◆ GOAL OF THE EXERCISE ◆
Gather every line of the data that contains the word "front", and copy each one.

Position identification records
※

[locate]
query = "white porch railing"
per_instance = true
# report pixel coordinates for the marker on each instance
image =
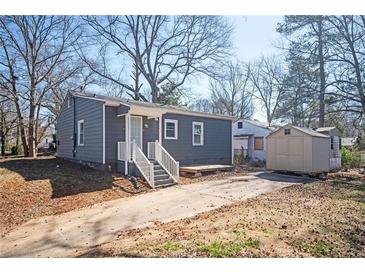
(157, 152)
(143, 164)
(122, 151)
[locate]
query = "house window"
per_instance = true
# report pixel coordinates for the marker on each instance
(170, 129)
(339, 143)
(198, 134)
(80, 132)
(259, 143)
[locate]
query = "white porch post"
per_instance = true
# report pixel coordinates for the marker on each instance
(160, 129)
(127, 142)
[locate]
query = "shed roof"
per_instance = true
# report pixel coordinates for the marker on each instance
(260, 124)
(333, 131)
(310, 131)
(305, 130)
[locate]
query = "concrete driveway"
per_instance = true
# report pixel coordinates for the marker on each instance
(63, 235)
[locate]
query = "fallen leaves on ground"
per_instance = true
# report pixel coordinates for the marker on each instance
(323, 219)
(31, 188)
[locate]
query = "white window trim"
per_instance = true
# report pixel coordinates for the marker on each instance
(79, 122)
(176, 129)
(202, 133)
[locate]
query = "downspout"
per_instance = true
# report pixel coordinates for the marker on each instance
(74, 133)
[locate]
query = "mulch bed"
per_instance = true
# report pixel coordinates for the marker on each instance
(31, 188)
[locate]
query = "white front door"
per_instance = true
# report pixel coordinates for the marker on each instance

※

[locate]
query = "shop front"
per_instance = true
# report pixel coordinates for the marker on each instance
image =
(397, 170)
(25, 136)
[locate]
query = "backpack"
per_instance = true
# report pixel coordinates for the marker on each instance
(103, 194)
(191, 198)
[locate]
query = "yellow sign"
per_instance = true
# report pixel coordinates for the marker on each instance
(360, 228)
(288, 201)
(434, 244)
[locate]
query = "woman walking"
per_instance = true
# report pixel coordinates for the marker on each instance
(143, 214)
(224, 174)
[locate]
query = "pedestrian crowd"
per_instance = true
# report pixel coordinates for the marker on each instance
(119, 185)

※

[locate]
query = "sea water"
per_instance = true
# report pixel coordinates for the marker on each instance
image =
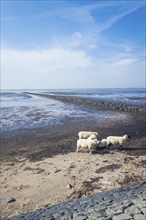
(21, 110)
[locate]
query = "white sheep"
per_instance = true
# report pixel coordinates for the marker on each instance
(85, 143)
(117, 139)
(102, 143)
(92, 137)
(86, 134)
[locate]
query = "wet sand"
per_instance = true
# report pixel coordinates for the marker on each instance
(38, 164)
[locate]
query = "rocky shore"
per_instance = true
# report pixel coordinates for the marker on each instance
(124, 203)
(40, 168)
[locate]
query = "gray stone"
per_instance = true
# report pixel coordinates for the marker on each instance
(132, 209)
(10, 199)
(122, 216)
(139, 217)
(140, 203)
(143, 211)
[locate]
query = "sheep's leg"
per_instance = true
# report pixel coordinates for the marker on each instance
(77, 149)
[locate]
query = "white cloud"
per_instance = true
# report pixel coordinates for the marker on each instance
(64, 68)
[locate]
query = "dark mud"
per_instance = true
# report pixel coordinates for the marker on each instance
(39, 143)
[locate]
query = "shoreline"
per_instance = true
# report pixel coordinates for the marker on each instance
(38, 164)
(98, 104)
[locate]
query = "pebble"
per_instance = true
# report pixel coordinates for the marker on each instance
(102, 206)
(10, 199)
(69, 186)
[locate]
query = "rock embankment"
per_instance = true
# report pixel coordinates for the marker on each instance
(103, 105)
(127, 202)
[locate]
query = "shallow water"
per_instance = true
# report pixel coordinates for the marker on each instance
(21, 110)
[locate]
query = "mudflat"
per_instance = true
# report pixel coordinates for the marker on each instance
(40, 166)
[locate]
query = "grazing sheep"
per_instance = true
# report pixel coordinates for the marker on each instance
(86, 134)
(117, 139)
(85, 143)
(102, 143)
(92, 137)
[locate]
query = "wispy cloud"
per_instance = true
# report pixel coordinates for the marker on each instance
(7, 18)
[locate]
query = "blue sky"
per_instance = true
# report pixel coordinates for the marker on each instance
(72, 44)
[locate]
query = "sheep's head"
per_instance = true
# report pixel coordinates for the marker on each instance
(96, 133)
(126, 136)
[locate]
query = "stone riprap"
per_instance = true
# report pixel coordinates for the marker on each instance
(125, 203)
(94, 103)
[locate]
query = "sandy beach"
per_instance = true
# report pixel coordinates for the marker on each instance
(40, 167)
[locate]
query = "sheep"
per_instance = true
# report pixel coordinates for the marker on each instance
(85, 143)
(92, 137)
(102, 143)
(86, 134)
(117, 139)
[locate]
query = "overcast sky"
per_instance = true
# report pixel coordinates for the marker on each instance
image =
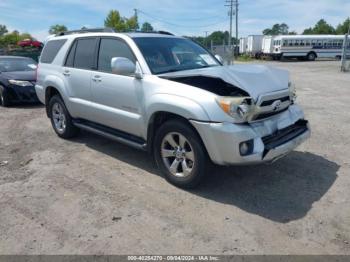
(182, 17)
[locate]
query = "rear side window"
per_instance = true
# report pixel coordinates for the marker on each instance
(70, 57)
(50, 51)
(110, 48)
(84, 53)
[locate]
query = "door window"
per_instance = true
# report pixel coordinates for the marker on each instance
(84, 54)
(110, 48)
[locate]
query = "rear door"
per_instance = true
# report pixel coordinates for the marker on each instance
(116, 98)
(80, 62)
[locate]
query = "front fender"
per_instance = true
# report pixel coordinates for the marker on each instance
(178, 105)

※

◆ EXERCISE RESPONSE ◆
query = "white front door"
query = "shop front"
query = "front fender"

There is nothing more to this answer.